[Contour labeling entries]
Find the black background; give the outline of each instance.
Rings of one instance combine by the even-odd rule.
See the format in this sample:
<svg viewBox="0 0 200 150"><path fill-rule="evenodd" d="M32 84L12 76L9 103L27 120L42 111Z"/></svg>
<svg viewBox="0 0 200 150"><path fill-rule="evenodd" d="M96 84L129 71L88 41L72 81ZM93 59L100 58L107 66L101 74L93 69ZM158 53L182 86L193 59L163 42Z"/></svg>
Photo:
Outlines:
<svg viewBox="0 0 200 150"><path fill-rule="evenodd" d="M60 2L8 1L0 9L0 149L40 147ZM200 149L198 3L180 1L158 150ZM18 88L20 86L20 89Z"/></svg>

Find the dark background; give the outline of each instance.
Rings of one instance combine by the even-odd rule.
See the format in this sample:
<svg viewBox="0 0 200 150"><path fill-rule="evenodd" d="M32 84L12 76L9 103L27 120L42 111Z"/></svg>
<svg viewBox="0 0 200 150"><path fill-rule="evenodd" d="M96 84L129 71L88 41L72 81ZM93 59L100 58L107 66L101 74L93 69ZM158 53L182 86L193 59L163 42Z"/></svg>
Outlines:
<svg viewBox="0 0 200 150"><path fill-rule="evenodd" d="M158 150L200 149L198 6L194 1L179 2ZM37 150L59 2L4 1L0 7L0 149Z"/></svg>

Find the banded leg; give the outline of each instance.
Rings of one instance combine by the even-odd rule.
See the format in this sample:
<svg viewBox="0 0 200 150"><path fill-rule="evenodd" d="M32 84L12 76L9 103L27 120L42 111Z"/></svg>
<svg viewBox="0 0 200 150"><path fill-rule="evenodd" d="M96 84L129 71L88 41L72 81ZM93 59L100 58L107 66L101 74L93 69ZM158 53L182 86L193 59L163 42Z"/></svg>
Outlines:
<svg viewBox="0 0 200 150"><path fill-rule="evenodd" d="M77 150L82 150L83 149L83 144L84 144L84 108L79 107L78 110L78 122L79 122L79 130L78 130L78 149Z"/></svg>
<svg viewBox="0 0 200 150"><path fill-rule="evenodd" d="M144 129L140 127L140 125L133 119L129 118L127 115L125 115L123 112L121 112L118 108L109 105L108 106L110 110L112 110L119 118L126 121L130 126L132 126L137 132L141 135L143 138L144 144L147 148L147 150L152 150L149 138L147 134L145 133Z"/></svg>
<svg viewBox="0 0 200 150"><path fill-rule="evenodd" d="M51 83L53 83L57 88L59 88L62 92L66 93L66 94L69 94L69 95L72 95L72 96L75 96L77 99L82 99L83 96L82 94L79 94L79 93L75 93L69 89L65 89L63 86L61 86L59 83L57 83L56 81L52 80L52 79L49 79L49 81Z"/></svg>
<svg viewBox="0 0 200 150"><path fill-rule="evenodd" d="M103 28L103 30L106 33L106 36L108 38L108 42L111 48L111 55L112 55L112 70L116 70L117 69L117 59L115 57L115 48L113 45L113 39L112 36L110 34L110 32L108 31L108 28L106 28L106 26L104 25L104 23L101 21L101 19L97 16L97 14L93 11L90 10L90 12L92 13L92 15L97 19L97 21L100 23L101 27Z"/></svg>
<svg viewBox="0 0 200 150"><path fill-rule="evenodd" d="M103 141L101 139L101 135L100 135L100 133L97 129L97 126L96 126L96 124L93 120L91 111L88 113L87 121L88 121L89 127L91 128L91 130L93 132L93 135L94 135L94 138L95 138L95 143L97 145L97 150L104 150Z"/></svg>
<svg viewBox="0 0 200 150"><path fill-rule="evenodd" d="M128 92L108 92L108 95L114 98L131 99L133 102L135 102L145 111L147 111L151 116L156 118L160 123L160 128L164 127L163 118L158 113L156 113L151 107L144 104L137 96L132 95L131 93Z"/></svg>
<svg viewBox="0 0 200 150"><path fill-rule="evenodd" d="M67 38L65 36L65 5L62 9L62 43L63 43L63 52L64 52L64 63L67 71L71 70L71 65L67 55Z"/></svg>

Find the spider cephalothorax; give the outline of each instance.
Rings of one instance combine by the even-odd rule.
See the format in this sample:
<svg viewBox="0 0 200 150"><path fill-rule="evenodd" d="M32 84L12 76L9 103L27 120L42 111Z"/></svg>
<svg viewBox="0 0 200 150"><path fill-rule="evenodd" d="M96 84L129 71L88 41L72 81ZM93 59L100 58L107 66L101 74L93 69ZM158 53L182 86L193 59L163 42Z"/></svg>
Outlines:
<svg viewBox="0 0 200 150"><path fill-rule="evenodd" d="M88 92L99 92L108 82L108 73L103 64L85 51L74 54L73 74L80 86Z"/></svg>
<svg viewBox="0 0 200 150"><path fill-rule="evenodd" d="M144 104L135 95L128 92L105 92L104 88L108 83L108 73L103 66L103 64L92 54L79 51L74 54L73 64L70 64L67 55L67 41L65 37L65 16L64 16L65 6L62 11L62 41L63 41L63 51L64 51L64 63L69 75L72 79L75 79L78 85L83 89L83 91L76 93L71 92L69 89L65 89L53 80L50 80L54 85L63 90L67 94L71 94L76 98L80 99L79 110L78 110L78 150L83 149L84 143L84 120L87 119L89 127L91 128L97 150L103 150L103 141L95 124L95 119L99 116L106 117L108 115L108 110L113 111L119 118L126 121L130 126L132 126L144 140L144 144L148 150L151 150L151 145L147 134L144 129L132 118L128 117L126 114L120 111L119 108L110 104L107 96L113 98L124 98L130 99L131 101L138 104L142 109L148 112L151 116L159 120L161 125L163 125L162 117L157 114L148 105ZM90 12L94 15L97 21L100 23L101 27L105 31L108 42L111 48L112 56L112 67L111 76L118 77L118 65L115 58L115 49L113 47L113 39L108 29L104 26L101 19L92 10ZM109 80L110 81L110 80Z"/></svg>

Stated problem: Rewrite the lines from the one containing "Find the dark" through the one containing "150L200 149L198 6L194", putting "object" in place of "instance" and leaving everything else unchanged.

Task output:
Find the dark background; give the outline of each object.
Rings of one object combine by the even-odd rule.
See the format in this sample:
<svg viewBox="0 0 200 150"><path fill-rule="evenodd" d="M32 84L12 76L9 103L27 120L42 111Z"/></svg>
<svg viewBox="0 0 200 150"><path fill-rule="evenodd" d="M96 84L129 71L88 41L72 81ZM93 59L100 58L107 66L101 74L93 69ZM158 53L182 86L193 59L163 42Z"/></svg>
Outlines:
<svg viewBox="0 0 200 150"><path fill-rule="evenodd" d="M158 150L200 149L198 6L194 1L179 2ZM37 150L59 2L4 1L0 7L0 149Z"/></svg>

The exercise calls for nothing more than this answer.